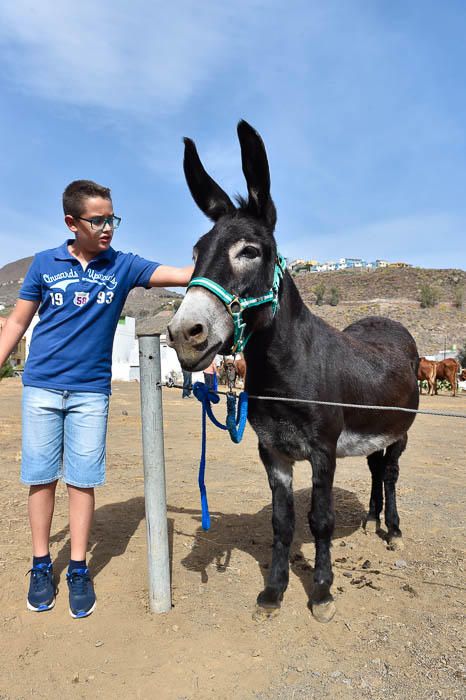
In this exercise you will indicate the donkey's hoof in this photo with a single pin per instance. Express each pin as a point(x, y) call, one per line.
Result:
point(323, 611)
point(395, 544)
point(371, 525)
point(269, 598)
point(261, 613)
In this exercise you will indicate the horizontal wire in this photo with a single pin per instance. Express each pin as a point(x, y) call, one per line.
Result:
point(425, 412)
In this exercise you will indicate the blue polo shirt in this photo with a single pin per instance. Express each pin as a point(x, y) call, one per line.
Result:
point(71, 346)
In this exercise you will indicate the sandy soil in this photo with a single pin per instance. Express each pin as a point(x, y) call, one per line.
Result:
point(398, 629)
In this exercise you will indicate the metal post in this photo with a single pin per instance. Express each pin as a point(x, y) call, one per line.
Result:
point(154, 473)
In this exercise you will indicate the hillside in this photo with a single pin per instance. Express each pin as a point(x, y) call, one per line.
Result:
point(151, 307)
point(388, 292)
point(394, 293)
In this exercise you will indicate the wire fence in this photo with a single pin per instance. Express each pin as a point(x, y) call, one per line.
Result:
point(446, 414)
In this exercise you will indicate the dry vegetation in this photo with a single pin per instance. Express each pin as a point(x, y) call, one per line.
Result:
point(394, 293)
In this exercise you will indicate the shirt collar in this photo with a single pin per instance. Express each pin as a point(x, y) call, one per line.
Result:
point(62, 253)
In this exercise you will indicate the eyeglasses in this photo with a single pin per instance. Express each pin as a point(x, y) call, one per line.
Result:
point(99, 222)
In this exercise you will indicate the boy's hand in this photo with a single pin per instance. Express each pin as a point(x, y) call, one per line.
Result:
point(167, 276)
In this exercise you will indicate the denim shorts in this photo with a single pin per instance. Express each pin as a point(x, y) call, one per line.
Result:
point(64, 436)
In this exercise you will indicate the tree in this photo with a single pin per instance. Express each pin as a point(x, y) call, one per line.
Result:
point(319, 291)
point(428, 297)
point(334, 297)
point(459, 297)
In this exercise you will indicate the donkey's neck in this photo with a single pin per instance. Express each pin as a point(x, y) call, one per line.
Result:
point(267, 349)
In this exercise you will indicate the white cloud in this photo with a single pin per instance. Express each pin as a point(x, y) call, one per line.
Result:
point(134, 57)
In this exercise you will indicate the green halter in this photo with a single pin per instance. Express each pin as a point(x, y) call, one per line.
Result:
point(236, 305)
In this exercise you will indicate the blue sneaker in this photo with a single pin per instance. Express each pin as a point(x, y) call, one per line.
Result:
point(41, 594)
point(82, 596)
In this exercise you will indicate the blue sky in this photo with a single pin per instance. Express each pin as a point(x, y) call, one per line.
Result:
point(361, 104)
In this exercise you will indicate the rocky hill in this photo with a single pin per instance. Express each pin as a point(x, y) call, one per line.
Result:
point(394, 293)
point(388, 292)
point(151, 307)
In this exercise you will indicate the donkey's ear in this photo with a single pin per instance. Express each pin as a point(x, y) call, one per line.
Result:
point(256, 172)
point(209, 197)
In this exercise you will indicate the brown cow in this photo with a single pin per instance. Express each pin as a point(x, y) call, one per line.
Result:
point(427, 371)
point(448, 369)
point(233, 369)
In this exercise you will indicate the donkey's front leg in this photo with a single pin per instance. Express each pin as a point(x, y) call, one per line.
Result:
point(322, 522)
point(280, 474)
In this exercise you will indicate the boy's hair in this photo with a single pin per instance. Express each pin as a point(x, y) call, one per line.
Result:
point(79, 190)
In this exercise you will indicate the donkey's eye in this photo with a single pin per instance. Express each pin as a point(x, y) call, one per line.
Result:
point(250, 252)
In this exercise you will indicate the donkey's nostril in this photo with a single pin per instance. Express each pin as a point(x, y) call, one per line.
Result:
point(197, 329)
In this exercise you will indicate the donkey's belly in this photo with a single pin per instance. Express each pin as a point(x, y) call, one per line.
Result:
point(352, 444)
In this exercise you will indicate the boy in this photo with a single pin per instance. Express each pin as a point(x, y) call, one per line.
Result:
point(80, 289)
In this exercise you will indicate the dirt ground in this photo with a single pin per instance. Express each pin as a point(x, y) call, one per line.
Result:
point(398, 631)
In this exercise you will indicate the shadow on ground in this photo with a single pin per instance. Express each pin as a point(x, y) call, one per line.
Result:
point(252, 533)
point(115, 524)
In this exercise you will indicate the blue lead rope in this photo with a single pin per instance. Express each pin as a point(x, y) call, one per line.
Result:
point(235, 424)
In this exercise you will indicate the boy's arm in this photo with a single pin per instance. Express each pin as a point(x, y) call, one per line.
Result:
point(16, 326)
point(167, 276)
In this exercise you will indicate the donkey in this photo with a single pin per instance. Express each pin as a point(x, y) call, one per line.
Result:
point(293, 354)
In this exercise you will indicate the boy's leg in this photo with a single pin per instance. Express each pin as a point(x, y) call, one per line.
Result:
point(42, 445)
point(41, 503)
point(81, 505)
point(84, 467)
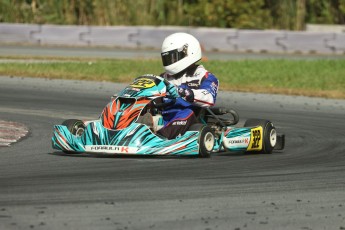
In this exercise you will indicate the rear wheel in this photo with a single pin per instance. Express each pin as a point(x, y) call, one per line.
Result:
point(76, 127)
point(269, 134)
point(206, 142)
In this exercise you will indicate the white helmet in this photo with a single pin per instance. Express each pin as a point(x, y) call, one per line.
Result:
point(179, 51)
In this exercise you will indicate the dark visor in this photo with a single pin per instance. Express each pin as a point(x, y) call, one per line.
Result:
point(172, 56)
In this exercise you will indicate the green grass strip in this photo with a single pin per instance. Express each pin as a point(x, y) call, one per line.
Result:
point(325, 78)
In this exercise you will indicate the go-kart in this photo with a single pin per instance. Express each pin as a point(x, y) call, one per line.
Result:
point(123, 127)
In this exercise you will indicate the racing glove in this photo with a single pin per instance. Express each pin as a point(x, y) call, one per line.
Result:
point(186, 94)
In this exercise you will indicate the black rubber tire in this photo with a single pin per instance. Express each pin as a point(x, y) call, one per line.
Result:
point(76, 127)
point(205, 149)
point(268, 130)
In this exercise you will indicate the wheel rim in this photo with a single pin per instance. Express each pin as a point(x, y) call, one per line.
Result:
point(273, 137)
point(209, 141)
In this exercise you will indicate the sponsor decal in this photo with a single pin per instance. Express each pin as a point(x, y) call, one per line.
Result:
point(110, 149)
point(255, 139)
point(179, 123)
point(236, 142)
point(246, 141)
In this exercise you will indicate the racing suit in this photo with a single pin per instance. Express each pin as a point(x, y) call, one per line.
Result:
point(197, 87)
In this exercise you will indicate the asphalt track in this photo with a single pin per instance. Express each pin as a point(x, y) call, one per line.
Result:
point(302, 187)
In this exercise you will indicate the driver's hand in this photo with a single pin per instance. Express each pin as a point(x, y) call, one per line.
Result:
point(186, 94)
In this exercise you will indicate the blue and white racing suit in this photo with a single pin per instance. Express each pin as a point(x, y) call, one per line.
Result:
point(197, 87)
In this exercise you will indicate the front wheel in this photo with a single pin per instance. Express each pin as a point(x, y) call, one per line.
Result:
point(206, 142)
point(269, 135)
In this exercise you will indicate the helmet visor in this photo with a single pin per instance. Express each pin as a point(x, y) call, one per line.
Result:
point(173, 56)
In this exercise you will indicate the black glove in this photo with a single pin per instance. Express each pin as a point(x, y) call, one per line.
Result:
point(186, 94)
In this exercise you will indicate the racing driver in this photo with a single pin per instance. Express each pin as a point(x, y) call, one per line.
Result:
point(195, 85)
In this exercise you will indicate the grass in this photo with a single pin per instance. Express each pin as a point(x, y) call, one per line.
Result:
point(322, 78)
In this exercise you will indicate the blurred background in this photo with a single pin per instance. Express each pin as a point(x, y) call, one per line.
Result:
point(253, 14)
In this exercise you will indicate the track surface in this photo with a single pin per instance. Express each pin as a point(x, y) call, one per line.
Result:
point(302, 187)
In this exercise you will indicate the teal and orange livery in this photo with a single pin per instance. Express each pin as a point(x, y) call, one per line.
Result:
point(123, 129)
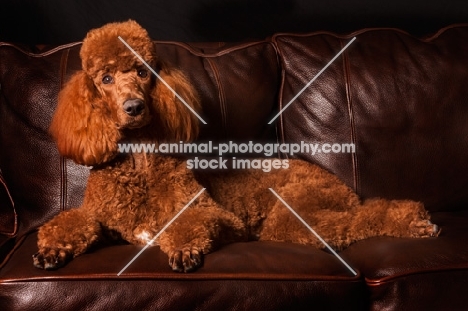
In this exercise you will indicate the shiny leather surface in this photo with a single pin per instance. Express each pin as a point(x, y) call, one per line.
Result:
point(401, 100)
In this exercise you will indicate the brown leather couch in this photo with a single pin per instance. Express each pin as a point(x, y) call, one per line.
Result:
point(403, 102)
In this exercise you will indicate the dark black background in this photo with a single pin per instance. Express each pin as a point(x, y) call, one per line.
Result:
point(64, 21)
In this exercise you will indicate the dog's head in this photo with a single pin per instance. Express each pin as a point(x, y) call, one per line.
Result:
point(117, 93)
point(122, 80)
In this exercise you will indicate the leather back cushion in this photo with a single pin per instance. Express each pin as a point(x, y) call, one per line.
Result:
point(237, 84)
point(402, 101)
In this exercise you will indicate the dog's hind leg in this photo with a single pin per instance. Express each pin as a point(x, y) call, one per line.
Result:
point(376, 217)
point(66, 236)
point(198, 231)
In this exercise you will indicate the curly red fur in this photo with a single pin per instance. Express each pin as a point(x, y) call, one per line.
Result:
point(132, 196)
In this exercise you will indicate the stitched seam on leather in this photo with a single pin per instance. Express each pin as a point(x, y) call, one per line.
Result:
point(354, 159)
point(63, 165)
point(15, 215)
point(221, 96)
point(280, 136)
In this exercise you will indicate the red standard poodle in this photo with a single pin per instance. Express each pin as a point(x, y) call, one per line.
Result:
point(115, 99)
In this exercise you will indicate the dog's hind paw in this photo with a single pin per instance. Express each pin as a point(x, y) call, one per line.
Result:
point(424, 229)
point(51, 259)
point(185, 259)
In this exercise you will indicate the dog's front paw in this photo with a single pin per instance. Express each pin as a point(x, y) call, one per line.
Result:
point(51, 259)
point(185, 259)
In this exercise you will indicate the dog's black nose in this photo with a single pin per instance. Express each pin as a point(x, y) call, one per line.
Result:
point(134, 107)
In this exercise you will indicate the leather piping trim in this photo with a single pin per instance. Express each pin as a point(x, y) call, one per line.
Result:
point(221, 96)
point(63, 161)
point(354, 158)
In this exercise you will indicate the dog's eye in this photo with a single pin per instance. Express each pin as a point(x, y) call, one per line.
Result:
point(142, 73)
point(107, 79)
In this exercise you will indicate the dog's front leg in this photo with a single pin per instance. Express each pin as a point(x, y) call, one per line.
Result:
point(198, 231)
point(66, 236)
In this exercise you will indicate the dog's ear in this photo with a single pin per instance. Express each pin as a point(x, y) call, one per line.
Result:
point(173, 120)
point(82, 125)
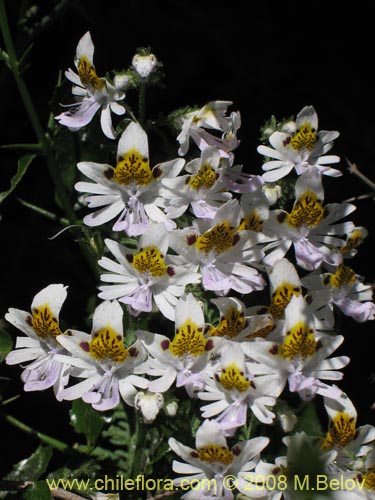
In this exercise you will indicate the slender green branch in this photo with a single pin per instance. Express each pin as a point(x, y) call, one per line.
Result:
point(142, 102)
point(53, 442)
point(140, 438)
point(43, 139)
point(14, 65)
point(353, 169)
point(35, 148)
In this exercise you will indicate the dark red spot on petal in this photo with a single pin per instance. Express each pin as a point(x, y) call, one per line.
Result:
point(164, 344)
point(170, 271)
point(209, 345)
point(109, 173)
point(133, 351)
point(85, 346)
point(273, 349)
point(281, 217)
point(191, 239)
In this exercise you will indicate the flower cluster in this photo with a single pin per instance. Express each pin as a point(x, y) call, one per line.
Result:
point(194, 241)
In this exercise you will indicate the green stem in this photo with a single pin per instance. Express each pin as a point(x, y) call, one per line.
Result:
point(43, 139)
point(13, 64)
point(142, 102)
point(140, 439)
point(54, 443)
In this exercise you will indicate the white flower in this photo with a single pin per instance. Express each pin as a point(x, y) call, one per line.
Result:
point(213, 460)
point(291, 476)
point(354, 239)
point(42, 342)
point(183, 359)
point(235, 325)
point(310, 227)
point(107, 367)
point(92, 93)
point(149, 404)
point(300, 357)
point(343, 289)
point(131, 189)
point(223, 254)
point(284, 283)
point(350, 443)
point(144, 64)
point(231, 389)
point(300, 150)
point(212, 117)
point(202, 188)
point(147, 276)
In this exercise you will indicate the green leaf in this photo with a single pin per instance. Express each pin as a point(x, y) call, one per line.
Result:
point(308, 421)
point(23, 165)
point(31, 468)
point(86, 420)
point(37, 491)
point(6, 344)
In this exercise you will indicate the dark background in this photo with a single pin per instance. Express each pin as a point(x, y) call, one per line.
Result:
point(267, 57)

= = =

## Problem statement
Retype the listing from the line containing "In this exercise you will indicate the dirt" through the line containing "point(179, 51)", with both of those lines included. Leave out the picture.

## Solution
In this exercise you will indicate the dirt ground in this photo with a single pin per instance. Express each pin as a point(x, y) call, one per line.
Result:
point(398, 631)
In this exercise you will indicate the shadow on ground in this photo with a single pin per instance. Express each pin as a point(x, y) call, one per line.
Result:
point(252, 533)
point(115, 524)
In this exercise you will indicate the blue lead rope in this photo with a single pin per instance. Express each pin as a point(x, y) call, one per line.
Result:
point(235, 424)
In this exercise you will indicate the boy's arm in this photo with a single pin per instance. Express each pin as a point(x, y) call, one per line.
Result:
point(16, 326)
point(167, 276)
In this exercise you will indicate the donkey in this photo with a single pin per instance. Express each pin as a point(x, y) call, one per line.
Result:
point(293, 354)
In this exercise you will indicate the boy's leg in this photo with a single pin per instance. Express each pin as a point(x, y) call, one per line.
Result:
point(42, 445)
point(41, 503)
point(81, 505)
point(84, 467)
In this exercise you will indicate the rear wheel in this photo with a single pin per instance. Express each pin as a point(x, y) call, one per line.
Result:
point(76, 127)
point(269, 134)
point(206, 142)
In this exercise you will indicate the white helmet in this photo with a single pin per instance. Express each pin as a point(x, y) call, one per line.
Result:
point(179, 51)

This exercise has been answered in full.